- INSTRUCTION
Rewrite the part of the discipleship text that opens with "My question led" and closes with "would gather people.", substituting "boards" for "committees".

But sometimes I’m not sure our more conventional and accepted means of following are that much better.

My week from last Saturday Jan 14 until the end of the day on Wednesday Jan 18 consisted of no less than 5 meetings thick in Presbyterianism. In those days I was a part of conversations, meetings, and church business sessions on just about every level of our church organization. There was a presbytery meeting one day, a congregational Nominating Committee another, two straight days of synod business (the organization of the church that covers the upper Midwest), and our session met on Tuesday night. At the same time this week my eyes and attention were turned toward a meeting of some Presbyterians from all over the nation taking place in Orlando. Every level of our denominational structure was before my eyes and thoughts and prayers as some point this week, and if you saw me and you thought I was looking dazed and confused that was probably why.

There is a lot going on in Christ’s church at every single one of these levels. There is a lot that is going on that seems good for Christ’s mission, but at the same time there is also some anxiety about the next step in the life of the church, the future of the church in the 21st century, that is causing some stress in the system. As I was involved in some of these discussions, as I “followed” others on Twitter, I kept coming back to our Scripture passage for today and heard myself asking, “Is this what following is all about?” Put another way, is the institution of the church trying to follow Jesus in best sense of the word, in the way the disciples followed him or is the institution more worried about saving itself?

Don’t misunderstand me here. I am not suggesting that we throw our structure out the window and go it alone. I could ordinarily be accused of being sinfully proud of being Presbyterian. We are in no way perfect, but I believe whole-heartedly that the Holy Spirit is working in and through us. I believe whole-heartedly that most of what we try to do in our life together is in the name and manner of Jesus our Lord. I believe our structure, however complicated and convoluted it may seem sometimes, is a good a faithful way to support disciples of Jesus. However, at some point in each of my gatherings or conversations this last week, I found myself asking “Is this what following is all about? Is this making fishers of people?”

My question led me to look further at what it means to be disciples even just by looking at how the first disciples were called and how they followed. The first thing I noticed right off that bat is that Jesus didn’t call the disciples to build a church. He didn’t call Simon and Andrew, James and John and tell them to go build a building, write a constitution, and organize committees. He didn’t pull them away from their nets and their boats, their families and their co-workers for the purpose of creating an institution. He called them to follow him, and he promised that they would gather people.

Part of a data file
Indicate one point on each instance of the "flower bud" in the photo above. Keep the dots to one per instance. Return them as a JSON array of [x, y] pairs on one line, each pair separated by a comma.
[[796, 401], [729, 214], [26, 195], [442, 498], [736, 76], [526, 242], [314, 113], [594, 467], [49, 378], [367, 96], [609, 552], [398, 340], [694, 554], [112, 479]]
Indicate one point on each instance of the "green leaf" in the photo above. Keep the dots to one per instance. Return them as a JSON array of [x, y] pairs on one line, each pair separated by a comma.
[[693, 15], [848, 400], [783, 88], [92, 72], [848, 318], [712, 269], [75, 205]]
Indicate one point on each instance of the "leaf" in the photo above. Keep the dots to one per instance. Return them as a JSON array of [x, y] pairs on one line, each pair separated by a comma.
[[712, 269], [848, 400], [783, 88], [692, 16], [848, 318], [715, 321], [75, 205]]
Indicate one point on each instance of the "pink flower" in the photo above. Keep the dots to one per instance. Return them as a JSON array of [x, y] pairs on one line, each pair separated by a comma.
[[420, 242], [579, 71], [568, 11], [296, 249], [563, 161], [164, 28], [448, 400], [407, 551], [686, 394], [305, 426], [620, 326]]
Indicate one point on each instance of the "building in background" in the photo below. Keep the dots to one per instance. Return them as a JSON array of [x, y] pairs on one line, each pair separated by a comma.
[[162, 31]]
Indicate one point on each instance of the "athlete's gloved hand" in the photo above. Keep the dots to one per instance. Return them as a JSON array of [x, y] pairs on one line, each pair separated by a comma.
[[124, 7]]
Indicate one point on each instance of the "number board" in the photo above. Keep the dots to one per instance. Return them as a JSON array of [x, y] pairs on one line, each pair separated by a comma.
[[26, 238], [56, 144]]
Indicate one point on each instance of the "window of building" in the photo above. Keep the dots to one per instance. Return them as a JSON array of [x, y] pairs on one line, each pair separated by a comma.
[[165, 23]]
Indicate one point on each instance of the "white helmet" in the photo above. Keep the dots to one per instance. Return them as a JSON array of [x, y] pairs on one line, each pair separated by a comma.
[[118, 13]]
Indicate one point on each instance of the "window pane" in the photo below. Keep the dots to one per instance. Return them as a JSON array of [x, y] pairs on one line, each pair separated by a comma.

- TASK ANSWER
My question led me to look further at what it means to be disciples even just by looking at how the first disciples were called and how they followed. The first thing I noticed right off that bat is that Jesus didn’t call the disciples to build a church. He didn’t call Simon and Andrew, James and John and tell them to go build a building, write a constitution, and organize boards. He didn’t pull them away from their nets and their boats, their families and their co-workers for the purpose of creating an institution. He called them to follow him, and he promised that they would gather people.